> [WRITTEN TASK]
Give every Twitter handle credited in the NBA recap below.

** Start of SELECTED EXCERPT **

Every once in a while, the NBA throws a randomly awesome night at us and we need to run through the games and savor the flavor. Last night was one such night. Dig in.
The Agony of the Knicks, the Ecstasy of the Wiz
YEAH. THAT’S JAN VESELY DUNKING IN TRANSITION ON AMAR’E. NO, YOU ARE NOT ON AYAHUASCA. Eastern Conference basketball, guys. To paraphrase Man on Fire, not coaching well is Mike Woodson’s art, and last night’s Knicks-Wizards clash was his masterpiece. The Knicks lost the game with the fart-pratfall double-whammy of the season, when Beno Udrih funneled Bradley Beal baseline with just seconds remaining and nobody came to help. This was the Knicks’ reaction to it all:
Image of the Knicks’ season? pic.twitter.com/CJFD5wXuto
— Mike Prada (@MikePradaSBN) December 17, 2013
The fun didn’t end there. With the clock winding down, the Knicks players thought Woodson was going to call a timeout to draw up a last-second play. That did not happen!
Melo on Woodson accepting blame for not calling timeout: "If he said it’s his fault, it’s his fault. There’s no need for me to talk about."
— Frank Isola (@FisolaNYDN) December 17, 2013
Forget it, Melo. It’s Dolantown.
After the game, the Wizards players were talking about the Knicks defense like they had just seen a UFO land in Times Square. Beal said, “There was absolutely nobody there.” They were pretty hype after the win, too!
The big thing for the Wizards was the contribution of their bench. Martell Webster went off for 30, and they got contributions from Vesely and Garrett Temple, as well. The big thing for Bradley Beal?
BRADLEY BEAL I WANNA SPEND THE REST OF MY LIFE WITH YOUUUUUUUU
— Andrew Sharp (@andrewsharp) December 17, 2013
The big thing for the Knicks is they are terrible.
Gregg Popovich Has Entered His Jack Nicholson–at-the-Oscars Phase
— Project Spurs (@projectspurs) December 17, 2013
OK, so you probably know that the Clippers beat the Spurs at Staples last night. Blake went off for 27 (11 of which came from the line), and we got to see good DeAndre (super busy on defense, hustling all over the place, three blocks, 11 rebounds) and bad DeAndre (five turnovers, tried to lose the game all by himself in the third when he got two personals and a tech in a matter of minutes). The game was pretty much over when Tony Parker left with a shin contusion in the second half. This was one of the best-coached games I’ve watched in a while. Every substitution or play call from Doc Rivers or Gregg Popovich seemed to be the perfect call at the moment; each kept going after the other team’s weaknesses and tried to expose mismatches. It was basically like going to an awesome seminar on coaching. I wish I could watch it every night.

** End of SELECTED EXCERPT **
** Start of RECORDS SUPPLIED **

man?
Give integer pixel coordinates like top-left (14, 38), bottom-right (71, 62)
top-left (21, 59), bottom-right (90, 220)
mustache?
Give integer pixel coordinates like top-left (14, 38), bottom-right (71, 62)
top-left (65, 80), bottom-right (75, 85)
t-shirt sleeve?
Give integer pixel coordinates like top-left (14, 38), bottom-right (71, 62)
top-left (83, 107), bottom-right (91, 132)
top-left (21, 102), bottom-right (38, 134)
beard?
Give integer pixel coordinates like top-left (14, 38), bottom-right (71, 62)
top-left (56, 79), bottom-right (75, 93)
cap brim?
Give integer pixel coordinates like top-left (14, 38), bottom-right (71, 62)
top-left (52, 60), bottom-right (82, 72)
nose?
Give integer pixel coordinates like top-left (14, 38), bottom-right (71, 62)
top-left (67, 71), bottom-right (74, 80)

** End of RECORDS SUPPLIED **

> [TASK OUTPUT]
@MikePradaSBN, @FisolaNYDN, @andrewsharp, @projectspurs